--- Aim of the task ---
Edit the bug notice, starting at "[Mono-bugs] [Bug 67810][Nor]" and ending at "Changed by kjambunathan@novell.com.", so that "email" becomes "message".

[Mono-bugs] [Bug 67810][Nor] New - Probably a Conversion bug - needs further investigation ?

bugzilla-daemon@bugzilla.ximian.com bugzilla-daemon@bugzilla.ximian.com
Fri, 8 Oct 2004 03:43:35 -0400 (EDT)


Please do not reply to this email- if you want to comment on the bug, go to the
URL shown below and enter your comments there.

Changed by kjambunathan@novell.com.

http://bugzilla.ximian.com/show_bug.cgi?id=67810

--- shadow/67810	2004-10-08 03:43:35.000000000 -0400
+++ shadow/67810.tmp.24893	2004-10-08 03:43:35.000000000 -0400
@@ -0,0 +1,262 @@
+Bug#: 67810
+Product: Mono: Class Libraries
+Version: unspecified
+OS: unknown
+OS Details: 
+Status: NEW   
+Resolution: 
+Severity: 
+Priority: Normal
+Component: VB Runtime
+AssignedTo: banirban@novell.com                            
+ReportedBy: kjambunathan@novell.com               
+QAContact: mono-bugs@ximian.com
+TargetMilestone: ---
+URL: 
+Cc: 
+Summary: Probably a Conversion bug - needs further investigation ?
+
+This conversion issue needs to be addressed  and I am logging a defect for
+later perusal. The defect is reported by Richard.Polton@morganstanley.com 
+
+The converstaion begins with the following posting:
+http://lists.ximian.com/archives/public/mono-list/2004-September/023382.html
+
+and it continues on in October 2004 thread as well.
+
+This is the converstaion log for easy reference:
+
+>>> Richard Polton <Richard.Polton@morganstanley.com> 09/24/04 4:04 PM
+>>>
+Hi,
+
+I was browsing the source code for Conversions.cs (or similar) in the
+VisualBasic (I think) package in 1.0.1 and came across a couple of
+oddities. The one which struck me in particular was the conversion of a
+
+single character into a numeric type. It was performed by subtracting
+the absolute character '0' from the function parameter. This will only
+
+work if the input character set is known to be ASCII or known to be
+ordered in the same way? So, my question is, is it a requirement of all
+
+.NET (and Mono) applications that the character set used is ASCII or
+similar? I know the spec refers to the program as being encoded in
+Unicode but I couldn't find anything regarding the recognisable input
+chars.

--- Dataset excerpt ---
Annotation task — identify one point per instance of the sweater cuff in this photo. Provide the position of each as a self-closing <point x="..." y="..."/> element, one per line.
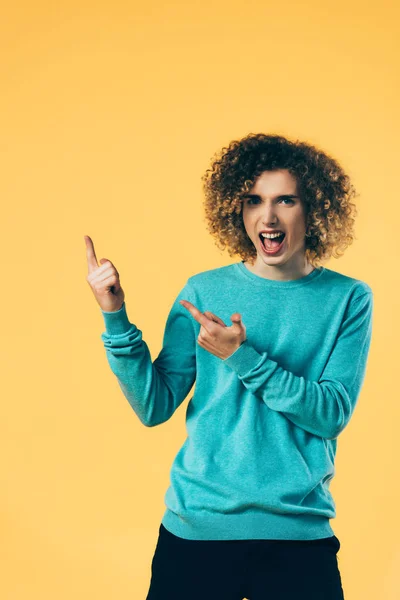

--- The reply ---
[Mono-bugs] [Bug 67810][Nor] New - Probably a Conversion bug - needs further investigation ?

bugzilla-daemon@bugzilla.ximian.com bugzilla-daemon@bugzilla.ximian.com
Fri, 8 Oct 2004 03:43:35 -0400 (EDT)


Please do not reply to this message- if you want to comment on the bug, go to the
URL shown below and enter your comments there.

Changed by kjambunathan@novell.com.